YOUR INSTRUCTIONS: Return verbatim the run of lines that opens with the line holding "Target: lizard jaw" and closes with the last line of the records.

[Stored items from a collection]
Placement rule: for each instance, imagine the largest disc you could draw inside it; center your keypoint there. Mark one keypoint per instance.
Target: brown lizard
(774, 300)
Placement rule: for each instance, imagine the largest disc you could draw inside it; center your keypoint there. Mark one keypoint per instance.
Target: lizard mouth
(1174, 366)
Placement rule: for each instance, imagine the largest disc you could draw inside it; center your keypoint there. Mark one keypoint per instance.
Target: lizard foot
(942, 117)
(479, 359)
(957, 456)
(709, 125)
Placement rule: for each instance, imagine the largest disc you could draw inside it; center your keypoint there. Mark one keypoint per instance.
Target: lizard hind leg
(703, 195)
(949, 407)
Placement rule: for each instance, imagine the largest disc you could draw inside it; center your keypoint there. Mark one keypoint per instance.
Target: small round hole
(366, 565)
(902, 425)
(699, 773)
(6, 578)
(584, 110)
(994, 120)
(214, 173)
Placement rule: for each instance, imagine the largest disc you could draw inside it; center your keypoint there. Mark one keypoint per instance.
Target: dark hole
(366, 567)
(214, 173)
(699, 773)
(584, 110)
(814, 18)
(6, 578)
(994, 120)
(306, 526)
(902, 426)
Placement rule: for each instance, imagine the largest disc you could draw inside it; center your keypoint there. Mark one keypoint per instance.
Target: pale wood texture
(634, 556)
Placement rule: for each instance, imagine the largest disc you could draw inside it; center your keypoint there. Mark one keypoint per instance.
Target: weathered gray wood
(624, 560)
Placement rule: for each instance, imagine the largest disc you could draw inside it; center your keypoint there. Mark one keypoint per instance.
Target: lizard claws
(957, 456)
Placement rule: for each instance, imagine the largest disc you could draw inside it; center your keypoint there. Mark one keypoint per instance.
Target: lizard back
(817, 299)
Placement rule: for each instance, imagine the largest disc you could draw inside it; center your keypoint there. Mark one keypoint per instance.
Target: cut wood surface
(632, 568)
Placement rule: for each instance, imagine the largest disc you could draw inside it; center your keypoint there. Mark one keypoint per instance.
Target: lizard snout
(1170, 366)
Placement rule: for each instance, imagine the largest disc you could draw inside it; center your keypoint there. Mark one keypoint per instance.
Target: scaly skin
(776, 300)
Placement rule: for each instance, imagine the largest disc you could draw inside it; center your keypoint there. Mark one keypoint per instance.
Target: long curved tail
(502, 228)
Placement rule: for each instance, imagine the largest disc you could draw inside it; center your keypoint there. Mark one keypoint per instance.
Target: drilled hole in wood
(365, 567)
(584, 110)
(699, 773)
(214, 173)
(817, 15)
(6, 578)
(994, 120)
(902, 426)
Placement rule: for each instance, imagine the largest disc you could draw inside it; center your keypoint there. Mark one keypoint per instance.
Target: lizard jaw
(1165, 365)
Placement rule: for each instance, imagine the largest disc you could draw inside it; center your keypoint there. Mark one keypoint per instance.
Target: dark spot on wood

OUTPUT:
Target: lizard jaw
(1165, 365)
Placement rule: for each instance, imagine the largest disc you could draw inside it; center your keypoint there. Mark one keypoint per instance.
Target: dark spot on wood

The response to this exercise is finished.